- Задание 1:
Перечислите все постройки, которые отец Георгий Коссов, согласно отрывку о сельских священниках, возвел в глухом селе.
- Задание 2:
Допишите отрывок о сельских священниках, продолжив его сразу после последнего предложения.

- Исходный текст:

»»

Противостоять этим тяжелым обстоятельствам мог только очень сильный человек. Имеющий поистине необыкновенный дар — живую личную веру. До революции такие священники, конечно же, были, и в деревне, и в городе. Они вопреки всему учили, проповедовали, наставляли… Можно вспомнить известного пастыря отца Георгия Коссова из Орловской губернии, у которого окормлялась огромная паства, который в глухом селе построил каменный храм, школу, приют, больницу. Увы, таких пастырей, было, конечно, немного, единицы.
И тут приходится говорить ещё об одной церковной проблеме, — о месте священника в крестьянском мире, о его статусе, в том числе и чисто материальном. В большинстве случаев это просто нищий человек, целиком и полностью зависимый от общины, от мира. Рассказ Чехова «Кошмар», герой которого, униженный голодный священник, думающий только о еде, — не выдумка писателя. Так это и было в большинстве русских сел, где к священнику привычно относились не столько как к пастырю, сколько как к требоисполнителю. При таких обстоятельствах религиозный срыв русского крестьянства был практически неизбежен.

««

- Исходные данные:

»»

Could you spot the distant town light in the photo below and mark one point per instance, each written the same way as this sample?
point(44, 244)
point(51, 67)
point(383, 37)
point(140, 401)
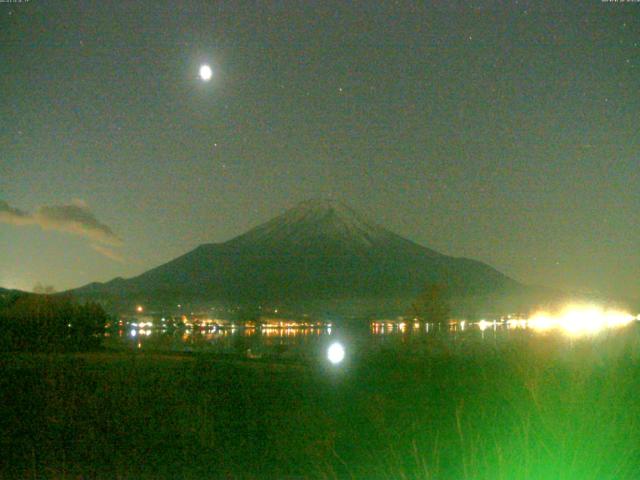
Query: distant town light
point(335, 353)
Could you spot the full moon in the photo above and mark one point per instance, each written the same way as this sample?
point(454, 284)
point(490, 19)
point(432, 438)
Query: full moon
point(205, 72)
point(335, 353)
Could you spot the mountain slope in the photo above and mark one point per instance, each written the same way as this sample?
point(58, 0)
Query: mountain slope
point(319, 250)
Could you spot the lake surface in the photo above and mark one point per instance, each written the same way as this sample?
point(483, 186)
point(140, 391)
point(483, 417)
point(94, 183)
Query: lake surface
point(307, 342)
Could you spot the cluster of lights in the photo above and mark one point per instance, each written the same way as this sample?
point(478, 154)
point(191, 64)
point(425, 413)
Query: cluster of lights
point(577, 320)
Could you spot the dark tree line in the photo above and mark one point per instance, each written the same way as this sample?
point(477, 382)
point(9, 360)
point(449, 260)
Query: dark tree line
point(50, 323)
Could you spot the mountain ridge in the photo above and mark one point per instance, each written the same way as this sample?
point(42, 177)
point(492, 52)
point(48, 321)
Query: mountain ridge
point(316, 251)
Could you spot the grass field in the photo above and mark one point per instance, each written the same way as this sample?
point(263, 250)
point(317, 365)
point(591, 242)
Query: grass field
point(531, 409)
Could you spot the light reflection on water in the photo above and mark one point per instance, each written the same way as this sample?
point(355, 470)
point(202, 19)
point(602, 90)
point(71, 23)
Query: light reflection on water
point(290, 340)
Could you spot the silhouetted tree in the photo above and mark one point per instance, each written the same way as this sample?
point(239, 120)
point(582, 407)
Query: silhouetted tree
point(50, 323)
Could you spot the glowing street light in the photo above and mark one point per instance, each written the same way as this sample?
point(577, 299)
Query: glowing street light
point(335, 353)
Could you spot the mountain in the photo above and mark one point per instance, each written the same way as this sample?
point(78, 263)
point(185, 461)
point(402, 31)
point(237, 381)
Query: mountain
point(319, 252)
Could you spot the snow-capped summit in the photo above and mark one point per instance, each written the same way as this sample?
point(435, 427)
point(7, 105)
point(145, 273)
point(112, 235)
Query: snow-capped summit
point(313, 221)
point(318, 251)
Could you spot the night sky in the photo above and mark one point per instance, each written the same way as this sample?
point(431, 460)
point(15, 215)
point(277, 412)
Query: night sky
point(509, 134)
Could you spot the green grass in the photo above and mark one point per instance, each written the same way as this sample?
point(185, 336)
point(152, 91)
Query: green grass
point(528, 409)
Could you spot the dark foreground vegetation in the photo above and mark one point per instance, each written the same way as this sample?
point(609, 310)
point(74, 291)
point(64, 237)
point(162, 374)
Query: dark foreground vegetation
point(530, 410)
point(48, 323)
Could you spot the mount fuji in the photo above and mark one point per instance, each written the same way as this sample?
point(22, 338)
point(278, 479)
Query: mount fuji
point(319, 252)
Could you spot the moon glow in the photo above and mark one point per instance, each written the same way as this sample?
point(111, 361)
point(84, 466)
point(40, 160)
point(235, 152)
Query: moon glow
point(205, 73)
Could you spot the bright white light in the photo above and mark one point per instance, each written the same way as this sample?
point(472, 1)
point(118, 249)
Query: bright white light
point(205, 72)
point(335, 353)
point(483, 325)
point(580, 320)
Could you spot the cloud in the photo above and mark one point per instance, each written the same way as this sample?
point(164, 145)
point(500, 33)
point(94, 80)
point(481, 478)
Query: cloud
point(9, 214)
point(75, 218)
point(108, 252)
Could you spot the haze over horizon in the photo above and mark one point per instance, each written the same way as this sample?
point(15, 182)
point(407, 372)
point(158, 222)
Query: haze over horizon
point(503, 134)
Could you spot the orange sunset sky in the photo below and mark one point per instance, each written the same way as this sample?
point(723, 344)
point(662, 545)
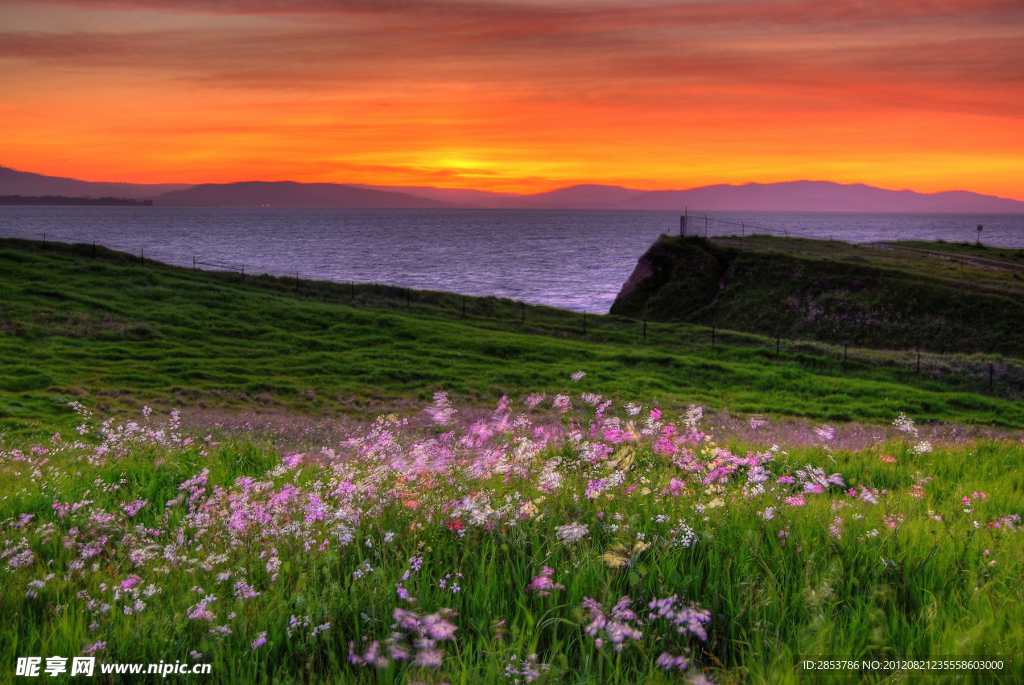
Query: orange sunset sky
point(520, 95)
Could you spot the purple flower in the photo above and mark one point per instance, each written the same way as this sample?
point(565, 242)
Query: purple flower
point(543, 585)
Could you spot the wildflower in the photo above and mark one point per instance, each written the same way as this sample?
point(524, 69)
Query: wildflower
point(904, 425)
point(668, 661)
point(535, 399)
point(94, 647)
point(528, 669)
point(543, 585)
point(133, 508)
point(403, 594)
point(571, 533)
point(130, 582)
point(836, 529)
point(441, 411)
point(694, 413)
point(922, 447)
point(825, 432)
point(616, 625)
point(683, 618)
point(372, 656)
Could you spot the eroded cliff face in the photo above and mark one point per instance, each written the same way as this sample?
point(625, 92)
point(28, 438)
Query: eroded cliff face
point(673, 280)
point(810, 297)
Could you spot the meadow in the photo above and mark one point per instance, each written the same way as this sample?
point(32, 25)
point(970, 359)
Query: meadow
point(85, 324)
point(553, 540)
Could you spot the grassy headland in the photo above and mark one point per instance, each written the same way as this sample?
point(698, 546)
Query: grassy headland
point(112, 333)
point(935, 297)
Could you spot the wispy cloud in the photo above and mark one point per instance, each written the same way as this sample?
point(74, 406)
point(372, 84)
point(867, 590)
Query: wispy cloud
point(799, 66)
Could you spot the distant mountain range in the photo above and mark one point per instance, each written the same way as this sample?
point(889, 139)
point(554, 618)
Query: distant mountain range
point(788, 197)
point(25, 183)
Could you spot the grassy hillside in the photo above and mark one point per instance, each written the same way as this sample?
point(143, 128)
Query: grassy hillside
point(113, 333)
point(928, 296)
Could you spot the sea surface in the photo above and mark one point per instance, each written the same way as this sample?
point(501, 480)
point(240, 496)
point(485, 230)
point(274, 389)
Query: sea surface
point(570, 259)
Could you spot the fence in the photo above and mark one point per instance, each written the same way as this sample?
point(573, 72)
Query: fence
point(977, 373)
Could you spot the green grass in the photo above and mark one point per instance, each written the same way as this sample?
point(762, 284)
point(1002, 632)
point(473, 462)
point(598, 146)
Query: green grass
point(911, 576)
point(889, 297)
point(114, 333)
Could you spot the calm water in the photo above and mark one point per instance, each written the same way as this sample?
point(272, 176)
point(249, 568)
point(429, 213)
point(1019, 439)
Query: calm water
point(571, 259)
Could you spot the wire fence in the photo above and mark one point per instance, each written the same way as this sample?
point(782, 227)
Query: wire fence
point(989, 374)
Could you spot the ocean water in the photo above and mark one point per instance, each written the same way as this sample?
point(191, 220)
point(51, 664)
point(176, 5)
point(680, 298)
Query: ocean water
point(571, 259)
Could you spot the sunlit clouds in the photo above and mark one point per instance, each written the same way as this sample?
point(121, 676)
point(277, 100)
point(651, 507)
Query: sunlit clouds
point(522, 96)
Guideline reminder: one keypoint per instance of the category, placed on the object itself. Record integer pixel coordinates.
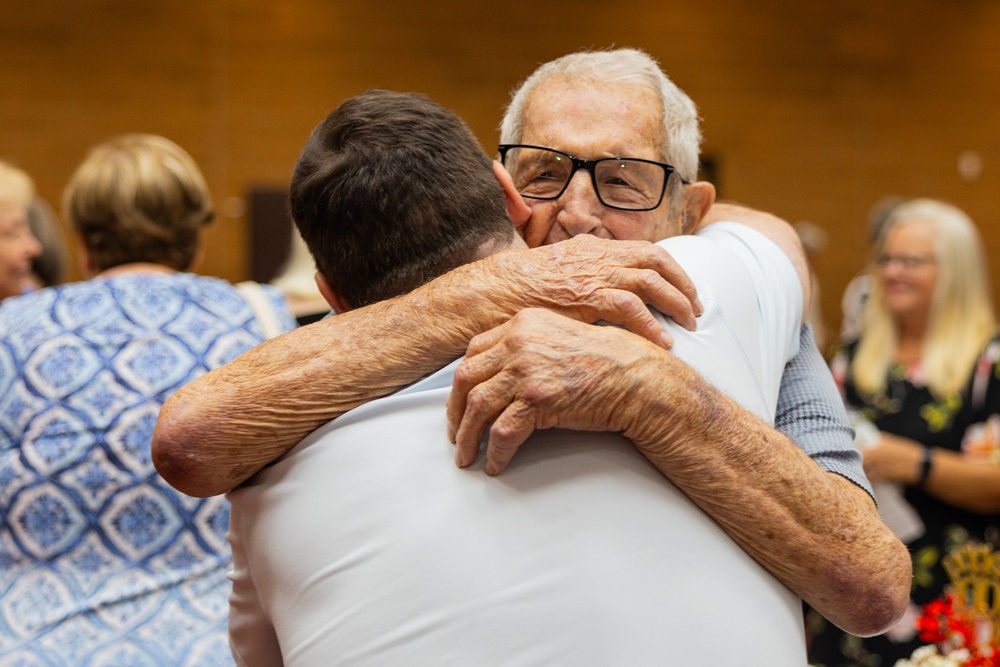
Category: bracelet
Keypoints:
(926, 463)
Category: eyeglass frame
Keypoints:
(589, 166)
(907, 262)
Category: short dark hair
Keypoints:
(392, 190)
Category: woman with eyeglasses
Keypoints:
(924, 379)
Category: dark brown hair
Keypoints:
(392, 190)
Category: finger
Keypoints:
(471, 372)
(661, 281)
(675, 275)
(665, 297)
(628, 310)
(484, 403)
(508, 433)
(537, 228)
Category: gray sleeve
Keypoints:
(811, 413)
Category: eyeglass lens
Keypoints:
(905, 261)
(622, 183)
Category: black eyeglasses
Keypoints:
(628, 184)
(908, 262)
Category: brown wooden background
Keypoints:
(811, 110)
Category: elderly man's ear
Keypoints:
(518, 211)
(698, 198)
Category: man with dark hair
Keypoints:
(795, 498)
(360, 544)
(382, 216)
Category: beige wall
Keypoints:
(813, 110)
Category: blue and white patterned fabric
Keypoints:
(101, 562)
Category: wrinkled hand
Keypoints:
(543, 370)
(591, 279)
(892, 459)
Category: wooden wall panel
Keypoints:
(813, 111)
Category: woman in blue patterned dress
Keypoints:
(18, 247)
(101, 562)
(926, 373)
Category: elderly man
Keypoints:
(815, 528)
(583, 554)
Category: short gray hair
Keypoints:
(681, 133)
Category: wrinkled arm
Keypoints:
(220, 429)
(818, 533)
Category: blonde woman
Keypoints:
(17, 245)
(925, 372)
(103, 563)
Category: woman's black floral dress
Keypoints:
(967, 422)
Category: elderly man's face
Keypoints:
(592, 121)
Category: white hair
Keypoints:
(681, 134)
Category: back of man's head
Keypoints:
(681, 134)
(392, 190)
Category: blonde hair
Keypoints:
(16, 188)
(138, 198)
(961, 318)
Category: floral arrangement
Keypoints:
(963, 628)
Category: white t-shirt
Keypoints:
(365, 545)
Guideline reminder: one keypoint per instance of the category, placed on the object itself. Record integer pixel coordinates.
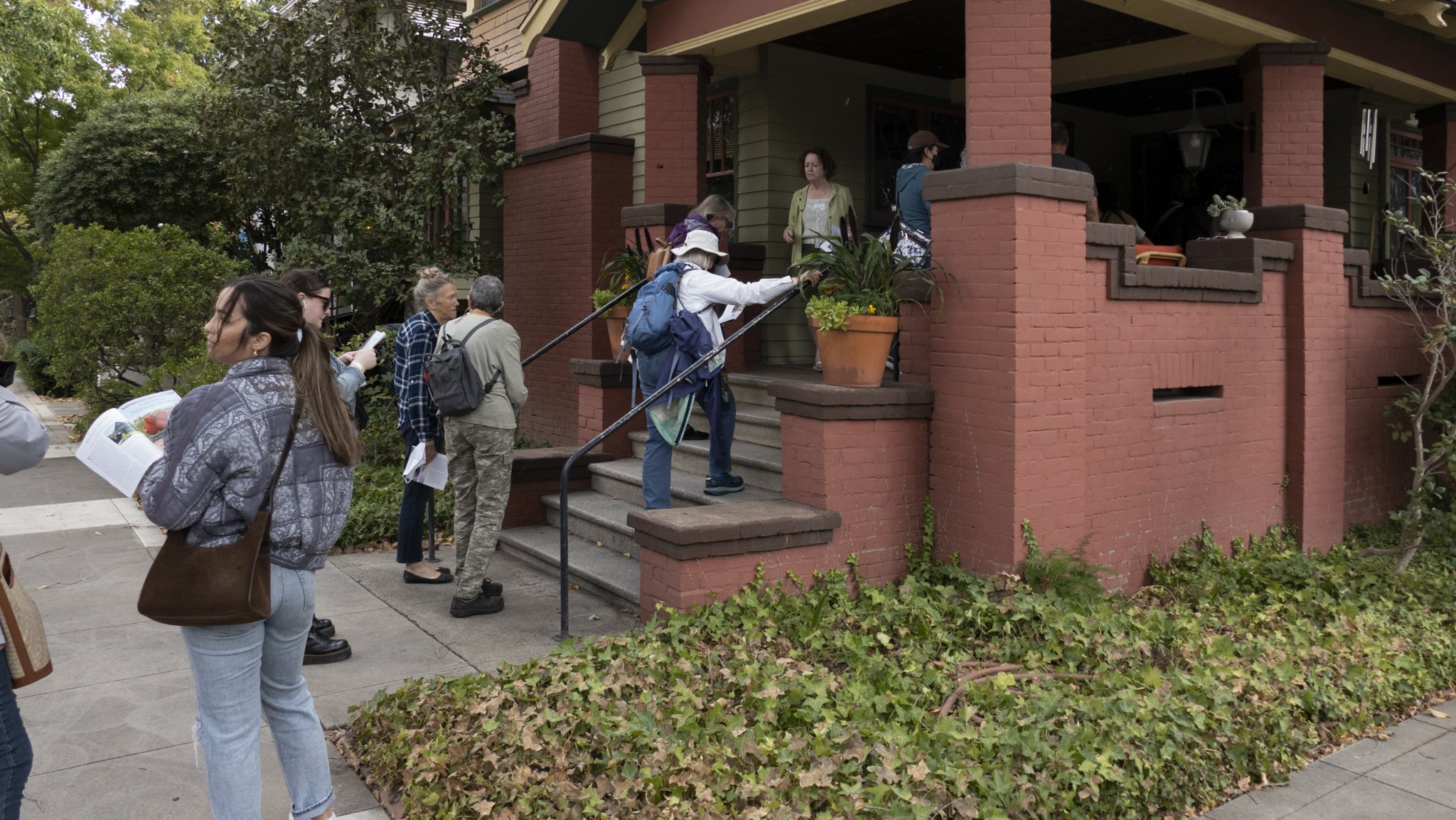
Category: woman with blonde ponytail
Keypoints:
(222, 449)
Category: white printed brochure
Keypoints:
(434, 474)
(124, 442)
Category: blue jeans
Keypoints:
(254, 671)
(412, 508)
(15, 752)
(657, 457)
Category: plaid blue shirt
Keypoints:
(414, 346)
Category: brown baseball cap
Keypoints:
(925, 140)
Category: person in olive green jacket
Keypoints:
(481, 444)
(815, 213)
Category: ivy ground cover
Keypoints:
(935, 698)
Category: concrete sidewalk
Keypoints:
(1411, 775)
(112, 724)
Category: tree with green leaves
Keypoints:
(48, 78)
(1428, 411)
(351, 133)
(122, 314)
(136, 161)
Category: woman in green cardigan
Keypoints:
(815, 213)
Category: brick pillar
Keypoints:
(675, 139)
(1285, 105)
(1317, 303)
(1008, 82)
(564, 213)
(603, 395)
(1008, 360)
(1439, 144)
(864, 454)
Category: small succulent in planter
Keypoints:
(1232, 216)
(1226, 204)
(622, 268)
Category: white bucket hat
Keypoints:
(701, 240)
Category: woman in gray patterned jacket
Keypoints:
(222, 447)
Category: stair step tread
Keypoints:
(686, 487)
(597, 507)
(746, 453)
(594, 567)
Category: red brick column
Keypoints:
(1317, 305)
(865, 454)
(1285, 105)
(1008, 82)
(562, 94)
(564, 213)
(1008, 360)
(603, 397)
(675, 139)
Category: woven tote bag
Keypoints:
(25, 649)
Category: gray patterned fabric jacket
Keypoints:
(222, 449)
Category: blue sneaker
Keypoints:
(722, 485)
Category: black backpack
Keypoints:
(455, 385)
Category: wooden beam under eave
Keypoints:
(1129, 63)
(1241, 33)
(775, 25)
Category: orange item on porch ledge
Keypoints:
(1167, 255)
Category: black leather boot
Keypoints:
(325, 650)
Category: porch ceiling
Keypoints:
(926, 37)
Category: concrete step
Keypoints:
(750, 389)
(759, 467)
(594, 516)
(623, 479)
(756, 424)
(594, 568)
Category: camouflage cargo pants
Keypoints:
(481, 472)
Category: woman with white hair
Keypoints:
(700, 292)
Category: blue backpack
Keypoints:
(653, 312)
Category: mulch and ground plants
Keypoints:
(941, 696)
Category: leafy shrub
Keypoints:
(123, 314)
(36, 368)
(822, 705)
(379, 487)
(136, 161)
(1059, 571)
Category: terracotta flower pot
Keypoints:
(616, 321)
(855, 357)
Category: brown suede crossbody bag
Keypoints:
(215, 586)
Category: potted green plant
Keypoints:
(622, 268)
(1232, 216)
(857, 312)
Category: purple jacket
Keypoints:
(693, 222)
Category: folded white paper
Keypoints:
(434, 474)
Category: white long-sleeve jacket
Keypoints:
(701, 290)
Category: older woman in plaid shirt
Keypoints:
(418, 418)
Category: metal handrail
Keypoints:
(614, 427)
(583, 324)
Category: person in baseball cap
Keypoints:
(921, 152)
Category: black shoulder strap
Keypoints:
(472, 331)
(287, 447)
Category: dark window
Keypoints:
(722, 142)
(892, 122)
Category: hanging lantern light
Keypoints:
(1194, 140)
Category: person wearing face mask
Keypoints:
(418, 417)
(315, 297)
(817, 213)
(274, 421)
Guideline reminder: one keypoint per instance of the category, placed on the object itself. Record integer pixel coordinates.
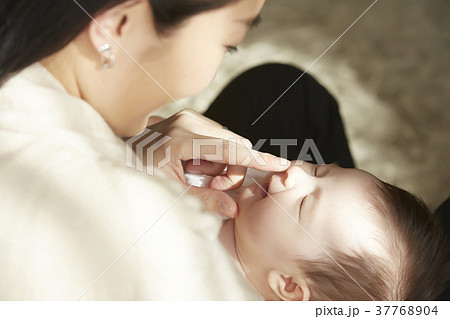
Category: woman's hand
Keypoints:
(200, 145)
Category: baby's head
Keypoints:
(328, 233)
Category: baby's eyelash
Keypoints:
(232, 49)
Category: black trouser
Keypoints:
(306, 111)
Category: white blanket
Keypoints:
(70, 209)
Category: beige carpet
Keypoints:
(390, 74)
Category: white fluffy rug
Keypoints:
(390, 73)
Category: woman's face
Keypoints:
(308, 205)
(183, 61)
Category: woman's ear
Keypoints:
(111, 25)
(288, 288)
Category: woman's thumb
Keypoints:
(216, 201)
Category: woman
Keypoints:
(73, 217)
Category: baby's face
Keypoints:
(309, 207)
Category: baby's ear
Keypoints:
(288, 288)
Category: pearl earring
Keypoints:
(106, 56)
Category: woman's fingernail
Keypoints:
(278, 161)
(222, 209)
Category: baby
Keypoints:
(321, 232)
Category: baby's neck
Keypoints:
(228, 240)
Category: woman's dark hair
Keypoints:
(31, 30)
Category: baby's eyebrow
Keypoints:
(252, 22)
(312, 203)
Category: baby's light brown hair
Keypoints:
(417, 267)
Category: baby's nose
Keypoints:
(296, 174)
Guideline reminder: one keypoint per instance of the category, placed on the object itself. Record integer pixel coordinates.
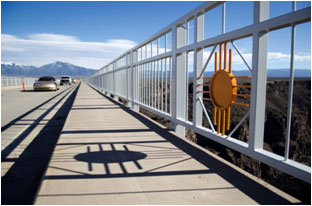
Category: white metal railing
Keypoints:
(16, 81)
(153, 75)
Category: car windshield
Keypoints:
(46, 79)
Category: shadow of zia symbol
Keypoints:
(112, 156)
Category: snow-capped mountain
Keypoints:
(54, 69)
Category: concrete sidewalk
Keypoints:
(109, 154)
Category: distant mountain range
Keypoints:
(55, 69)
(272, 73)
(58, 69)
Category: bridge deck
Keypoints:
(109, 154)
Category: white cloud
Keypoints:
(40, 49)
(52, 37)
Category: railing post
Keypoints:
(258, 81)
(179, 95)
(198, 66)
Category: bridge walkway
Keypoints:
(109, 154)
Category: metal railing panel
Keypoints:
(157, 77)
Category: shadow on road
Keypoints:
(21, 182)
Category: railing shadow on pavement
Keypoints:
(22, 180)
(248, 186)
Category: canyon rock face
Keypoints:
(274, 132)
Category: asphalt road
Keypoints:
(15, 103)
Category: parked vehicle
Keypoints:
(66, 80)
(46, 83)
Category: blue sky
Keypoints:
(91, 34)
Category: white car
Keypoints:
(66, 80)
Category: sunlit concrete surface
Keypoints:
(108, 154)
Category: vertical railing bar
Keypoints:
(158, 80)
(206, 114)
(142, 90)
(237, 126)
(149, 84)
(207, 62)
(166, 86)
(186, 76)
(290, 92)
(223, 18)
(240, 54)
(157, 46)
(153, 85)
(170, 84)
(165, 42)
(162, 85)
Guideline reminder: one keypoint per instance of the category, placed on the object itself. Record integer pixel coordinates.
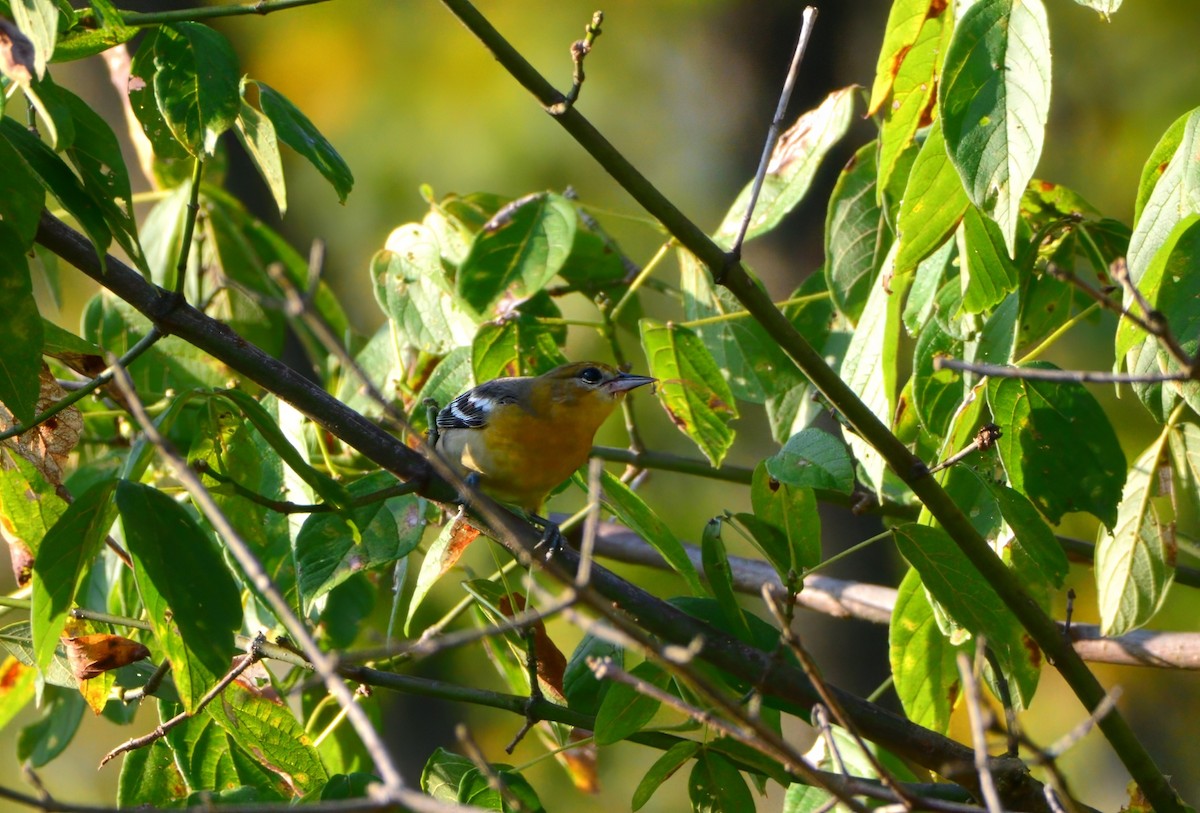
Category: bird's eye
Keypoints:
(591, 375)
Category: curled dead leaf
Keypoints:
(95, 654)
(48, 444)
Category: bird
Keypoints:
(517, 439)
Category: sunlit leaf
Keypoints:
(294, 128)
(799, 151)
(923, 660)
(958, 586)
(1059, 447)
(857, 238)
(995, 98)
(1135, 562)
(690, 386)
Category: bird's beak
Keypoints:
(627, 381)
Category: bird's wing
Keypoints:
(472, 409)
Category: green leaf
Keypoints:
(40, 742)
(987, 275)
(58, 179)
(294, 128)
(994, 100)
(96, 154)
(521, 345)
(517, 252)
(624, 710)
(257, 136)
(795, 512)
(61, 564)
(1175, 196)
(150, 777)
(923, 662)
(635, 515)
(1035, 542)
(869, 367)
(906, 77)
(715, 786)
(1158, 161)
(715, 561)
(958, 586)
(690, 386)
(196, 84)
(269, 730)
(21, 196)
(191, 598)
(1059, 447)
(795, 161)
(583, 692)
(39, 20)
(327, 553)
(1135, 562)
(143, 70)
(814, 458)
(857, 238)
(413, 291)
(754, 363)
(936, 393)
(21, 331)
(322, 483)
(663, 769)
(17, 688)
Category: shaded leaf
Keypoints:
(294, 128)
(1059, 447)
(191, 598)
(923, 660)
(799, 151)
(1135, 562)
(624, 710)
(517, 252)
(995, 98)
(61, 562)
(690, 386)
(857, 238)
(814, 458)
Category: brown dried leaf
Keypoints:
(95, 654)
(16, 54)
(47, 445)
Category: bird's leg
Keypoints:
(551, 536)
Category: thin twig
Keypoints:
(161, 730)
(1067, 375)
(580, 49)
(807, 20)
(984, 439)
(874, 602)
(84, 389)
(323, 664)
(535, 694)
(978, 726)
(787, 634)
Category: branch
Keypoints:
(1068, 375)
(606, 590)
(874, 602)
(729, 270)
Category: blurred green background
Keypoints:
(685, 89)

««

- Ответ 1:
Каменный храм, школа, приют, больница.

- Ответ 2:
И, наконец, последнее, — об отношении народа к государству, к его институтам, к бюрократии. Судя по всему, в новое время простой народ плохо представлял себе имперские идеалы и задачи. Патриотическое сознание крестьянина видело в государстве, точнее, в царстве хранителя народной жизни, а к царю относилось религиозно, как к помазаннику Божию. За царя, царство и землю Русскую солдат, вчерашний крестьянин, идя в бой, готов был жертвовать своей жизнью. Когда к началу ХХ века этот комплекс благоговейных чувств распался, дала трещину солдатская верность. Русско-японская и особенно Первая мировая война обнаружила очевидный упадок национального духа.
Таковы были последствия во многом неудачной европеизации XVIII века. Глубочайший культурный раскол отделил народ от элиты и власти. Это не проявление классового сознания, на чём настаивали большевики, Дело именно в культуре, в отсутствии общей почвы для единодушия. Власть предержащие относились к другому, чуждому, европеизированному миру, непонятному простым людям. Попытки преодолеть этот трагический раскол предпринимались, но проблема осталась нерешённой.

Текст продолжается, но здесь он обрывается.